» **QUESTÃO**:
No trecho sobre circuito e circulação, a que se refere o conceito de trajetória?

» **TRECHO DO DOCUMENTO**:
▼▼▼

Na esteira de uma perspectiva orientada pelos direitos humanos de crianças e adolescentes, nos pareceu importante acompanhar estas tensões entre controle e agência (Melo, 2011) das crianças e, nessa direção, encontrar uma perspectiva conceitual e metodológica que pudesse acompanhar os sentidos produzidos nos encontros das crianças e adolescentes com as políticas, analisando principalmente as tensões entre o que os serviços dispõem e os movimentos de crianças; entre circuito e circulação.

Para tanto, nos valemos da noção de circuito tal como desenvolvida por Rui e Mallart (2015) e também da noção de nomadismo (Deleuze; Guattari, 2012). A partir dessa análise, foi possível compreender de que forma o circuito se maquina dentro e fora das instituições; sobre esse aspecto, Gregori (2000) sinaliza: "eles se 'viram', circulando" (p. 19). Assim, os circuitos se forjam enlaçados às trajetórias individuais, considerando que elas também são "[...] construídas por meio dos trânsitos incessantes entre rua, quebradas, diversas instituições de assistência e de controle" (Rui; Mallart, 2015, p. 07, grifo dos autores). Portanto, cria-se uma transversalidade entre o ritmo de ordenação dos "indesejáveis" e as narrativas pessoais, constituindo um liame entre as instituições e as trajetórias individuais (Rui; Mallart, 2015). Assim, o conceito de trajetória diz respeito às narrativas pessoais, às histórias de vida, enquanto que a noção de circulação se refere ao fluxo engendrado por essas pessoas, que por sua vez esquadrinha possibilidades de trânsito (Rui; Mallart, 2015). Desse modo, há uma sobreposição entre fluxo populacional e trajetórias individuais, diagramados a partir das lógicas do poder. Para além dos fluxos e circuitos institucionais, verifica-se a possibilidade de movimentos nômades (Deleuze; Guattari, 2012), entendidos aqui como uma irredutibilidade ao aparelho de Estado na forma de máquina de guerra, ou seja, forças que de alguma forma se voltam contra o aparelho de Estado.

▲▲▲

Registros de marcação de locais
▼▼▼

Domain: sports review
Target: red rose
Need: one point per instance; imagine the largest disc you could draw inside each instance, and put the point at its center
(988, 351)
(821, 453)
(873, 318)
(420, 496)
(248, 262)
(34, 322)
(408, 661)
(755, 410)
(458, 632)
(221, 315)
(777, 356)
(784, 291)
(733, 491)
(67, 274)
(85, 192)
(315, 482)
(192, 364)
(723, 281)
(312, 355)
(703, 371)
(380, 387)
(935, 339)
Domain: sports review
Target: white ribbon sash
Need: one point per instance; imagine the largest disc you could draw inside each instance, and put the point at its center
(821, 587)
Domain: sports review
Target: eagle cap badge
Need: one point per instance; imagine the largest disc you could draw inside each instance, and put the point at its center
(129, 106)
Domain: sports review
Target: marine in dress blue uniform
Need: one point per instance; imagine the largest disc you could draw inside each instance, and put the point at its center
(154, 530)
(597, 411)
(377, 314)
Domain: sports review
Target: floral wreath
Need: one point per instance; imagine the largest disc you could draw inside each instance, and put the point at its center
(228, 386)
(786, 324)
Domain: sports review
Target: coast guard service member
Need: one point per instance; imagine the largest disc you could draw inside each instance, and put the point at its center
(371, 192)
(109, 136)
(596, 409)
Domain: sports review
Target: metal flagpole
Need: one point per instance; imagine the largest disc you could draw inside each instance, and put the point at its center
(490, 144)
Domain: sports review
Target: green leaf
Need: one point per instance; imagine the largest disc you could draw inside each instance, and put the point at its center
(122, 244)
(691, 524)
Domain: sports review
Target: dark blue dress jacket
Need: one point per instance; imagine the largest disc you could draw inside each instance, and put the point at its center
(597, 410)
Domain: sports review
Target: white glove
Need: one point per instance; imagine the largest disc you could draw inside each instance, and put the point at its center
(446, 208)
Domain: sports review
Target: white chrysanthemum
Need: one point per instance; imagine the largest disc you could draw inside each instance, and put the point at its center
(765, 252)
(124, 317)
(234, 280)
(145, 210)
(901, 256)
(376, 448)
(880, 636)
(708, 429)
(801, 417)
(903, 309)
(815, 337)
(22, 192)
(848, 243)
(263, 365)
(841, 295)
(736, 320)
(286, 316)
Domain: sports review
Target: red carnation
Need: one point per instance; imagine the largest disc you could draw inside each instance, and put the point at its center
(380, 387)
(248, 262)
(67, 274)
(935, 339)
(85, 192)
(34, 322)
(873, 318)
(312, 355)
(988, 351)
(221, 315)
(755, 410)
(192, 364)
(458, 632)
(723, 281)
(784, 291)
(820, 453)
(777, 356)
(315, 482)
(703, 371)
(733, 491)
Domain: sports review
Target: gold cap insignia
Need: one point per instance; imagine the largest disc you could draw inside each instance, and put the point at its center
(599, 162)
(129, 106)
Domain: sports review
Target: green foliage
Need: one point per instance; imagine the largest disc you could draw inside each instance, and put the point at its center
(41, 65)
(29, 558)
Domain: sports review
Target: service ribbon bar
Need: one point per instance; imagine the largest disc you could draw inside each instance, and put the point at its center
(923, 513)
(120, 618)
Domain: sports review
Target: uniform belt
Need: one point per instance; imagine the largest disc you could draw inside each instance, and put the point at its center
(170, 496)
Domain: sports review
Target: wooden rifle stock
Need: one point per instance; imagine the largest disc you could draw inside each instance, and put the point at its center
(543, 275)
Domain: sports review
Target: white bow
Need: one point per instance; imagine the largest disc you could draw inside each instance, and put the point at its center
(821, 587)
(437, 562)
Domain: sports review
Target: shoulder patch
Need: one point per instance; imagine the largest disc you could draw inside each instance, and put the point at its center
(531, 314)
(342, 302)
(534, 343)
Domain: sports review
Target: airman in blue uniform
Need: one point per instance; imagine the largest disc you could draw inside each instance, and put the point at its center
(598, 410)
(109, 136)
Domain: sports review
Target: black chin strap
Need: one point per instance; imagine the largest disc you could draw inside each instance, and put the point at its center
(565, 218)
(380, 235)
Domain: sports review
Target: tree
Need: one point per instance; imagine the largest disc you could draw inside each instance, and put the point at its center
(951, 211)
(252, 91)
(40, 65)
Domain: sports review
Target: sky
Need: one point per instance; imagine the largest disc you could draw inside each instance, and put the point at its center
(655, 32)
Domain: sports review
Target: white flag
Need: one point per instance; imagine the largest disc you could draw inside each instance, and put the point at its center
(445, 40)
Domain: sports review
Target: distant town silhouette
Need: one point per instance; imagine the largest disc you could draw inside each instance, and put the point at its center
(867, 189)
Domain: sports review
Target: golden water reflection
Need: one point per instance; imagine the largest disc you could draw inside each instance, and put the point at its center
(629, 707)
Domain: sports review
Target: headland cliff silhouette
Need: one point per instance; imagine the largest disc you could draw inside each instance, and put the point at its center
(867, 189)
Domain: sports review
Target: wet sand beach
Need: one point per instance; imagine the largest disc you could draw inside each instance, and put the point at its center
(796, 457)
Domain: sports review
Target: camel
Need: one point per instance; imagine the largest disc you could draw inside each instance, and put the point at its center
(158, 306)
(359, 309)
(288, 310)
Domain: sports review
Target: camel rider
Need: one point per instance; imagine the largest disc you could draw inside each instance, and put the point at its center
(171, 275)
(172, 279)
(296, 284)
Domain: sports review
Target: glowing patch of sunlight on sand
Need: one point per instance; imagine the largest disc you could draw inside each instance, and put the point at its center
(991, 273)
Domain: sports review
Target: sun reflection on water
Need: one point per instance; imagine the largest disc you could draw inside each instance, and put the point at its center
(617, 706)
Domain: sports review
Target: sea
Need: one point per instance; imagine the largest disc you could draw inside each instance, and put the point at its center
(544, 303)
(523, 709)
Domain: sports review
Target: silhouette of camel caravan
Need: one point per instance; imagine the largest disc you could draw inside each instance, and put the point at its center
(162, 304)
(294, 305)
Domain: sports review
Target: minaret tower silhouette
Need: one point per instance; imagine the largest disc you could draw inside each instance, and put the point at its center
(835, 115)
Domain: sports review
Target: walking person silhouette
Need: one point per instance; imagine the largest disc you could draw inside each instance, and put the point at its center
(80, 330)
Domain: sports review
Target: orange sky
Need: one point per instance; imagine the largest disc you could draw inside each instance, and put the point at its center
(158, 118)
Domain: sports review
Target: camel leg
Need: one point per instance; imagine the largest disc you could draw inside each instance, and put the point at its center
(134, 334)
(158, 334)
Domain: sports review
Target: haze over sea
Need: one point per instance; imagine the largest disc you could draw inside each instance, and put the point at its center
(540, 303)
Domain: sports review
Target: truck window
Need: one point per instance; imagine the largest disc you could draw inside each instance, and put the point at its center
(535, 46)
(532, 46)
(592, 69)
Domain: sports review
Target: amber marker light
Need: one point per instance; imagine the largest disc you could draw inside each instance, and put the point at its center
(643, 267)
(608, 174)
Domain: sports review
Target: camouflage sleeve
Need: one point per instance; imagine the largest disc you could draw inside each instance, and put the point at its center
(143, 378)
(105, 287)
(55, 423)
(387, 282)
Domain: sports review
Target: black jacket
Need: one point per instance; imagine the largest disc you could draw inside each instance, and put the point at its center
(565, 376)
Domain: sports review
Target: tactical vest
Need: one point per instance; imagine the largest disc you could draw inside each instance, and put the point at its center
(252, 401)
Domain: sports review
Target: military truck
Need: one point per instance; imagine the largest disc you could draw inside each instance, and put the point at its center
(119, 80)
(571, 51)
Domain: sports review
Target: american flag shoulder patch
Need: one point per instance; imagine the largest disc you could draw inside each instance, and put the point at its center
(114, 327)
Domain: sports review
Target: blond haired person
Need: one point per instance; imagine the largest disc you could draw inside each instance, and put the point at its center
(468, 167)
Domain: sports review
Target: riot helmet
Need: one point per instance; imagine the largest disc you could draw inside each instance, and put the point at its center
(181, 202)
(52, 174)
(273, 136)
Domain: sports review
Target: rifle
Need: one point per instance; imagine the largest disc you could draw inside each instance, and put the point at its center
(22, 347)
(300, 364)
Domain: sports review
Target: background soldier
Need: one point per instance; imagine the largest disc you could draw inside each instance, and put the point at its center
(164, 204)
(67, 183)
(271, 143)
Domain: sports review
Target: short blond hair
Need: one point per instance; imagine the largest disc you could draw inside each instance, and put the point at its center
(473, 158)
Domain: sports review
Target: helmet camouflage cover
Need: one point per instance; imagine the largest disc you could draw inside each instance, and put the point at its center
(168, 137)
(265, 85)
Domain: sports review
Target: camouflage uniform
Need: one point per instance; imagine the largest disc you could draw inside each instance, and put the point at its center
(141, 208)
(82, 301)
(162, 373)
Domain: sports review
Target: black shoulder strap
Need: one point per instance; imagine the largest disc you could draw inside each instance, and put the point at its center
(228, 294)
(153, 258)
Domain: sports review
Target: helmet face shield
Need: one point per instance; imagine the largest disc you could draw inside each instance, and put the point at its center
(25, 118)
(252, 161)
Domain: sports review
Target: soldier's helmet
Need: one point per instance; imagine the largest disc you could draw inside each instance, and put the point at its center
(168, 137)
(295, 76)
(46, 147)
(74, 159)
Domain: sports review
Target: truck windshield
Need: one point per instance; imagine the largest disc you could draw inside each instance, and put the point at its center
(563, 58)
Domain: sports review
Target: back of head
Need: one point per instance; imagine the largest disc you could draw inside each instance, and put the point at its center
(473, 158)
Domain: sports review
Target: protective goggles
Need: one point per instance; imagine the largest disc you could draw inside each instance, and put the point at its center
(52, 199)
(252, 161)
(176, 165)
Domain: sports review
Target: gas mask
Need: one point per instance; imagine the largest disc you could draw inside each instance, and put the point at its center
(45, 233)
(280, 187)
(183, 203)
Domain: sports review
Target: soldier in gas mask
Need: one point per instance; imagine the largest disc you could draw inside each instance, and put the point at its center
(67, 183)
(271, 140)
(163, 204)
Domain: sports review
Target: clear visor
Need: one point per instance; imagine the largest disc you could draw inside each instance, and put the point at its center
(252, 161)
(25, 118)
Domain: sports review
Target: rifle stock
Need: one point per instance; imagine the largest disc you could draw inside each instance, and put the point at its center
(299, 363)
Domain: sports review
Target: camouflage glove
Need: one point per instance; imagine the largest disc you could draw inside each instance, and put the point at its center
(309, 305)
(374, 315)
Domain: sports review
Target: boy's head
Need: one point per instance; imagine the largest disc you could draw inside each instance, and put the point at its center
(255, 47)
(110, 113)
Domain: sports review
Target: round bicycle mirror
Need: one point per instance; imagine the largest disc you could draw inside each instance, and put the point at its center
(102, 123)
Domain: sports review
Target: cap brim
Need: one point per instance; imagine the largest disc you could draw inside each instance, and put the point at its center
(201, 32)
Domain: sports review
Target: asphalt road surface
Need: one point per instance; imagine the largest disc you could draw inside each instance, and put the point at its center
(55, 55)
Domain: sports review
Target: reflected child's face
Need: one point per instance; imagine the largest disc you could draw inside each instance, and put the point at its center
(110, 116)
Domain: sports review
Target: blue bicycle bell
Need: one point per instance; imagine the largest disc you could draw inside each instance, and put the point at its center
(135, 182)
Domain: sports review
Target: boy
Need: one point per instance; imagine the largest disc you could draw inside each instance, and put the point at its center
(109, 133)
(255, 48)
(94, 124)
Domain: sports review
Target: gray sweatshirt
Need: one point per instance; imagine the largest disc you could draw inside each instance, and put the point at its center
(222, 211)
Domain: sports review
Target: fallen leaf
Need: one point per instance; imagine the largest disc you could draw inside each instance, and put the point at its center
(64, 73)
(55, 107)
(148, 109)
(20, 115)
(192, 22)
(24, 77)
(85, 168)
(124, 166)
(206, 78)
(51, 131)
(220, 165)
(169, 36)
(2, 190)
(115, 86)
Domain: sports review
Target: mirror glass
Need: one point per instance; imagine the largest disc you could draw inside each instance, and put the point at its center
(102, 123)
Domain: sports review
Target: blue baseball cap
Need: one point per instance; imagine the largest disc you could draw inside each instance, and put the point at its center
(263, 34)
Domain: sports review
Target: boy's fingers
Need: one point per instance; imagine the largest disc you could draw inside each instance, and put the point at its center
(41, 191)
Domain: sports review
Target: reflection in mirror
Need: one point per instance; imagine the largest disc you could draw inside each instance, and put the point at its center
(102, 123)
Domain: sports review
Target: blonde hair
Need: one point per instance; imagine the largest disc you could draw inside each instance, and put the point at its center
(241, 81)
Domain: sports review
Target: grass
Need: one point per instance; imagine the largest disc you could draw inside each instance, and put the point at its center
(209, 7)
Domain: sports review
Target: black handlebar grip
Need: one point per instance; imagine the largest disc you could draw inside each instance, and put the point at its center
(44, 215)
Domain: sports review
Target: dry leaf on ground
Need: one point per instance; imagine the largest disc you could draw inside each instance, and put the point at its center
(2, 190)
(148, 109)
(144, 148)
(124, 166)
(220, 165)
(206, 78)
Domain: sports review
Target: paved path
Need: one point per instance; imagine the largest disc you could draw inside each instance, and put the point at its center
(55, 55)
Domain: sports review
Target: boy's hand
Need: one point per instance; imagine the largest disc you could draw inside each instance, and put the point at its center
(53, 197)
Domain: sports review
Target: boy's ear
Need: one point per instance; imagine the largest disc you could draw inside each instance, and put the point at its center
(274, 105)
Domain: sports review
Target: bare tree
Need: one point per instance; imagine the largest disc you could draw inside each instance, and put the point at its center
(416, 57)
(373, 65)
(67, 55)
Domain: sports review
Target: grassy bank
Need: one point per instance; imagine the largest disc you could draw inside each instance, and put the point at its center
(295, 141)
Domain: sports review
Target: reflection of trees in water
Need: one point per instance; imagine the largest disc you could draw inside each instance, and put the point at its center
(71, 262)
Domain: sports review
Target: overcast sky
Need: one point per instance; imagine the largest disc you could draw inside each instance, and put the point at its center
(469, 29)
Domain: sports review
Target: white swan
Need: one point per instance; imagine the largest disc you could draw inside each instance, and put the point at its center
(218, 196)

▲▲▲

» **RESPOSTA CORRETA**:
O conceito de trajetória diz respeito às narrativas pessoais, às histórias de vida.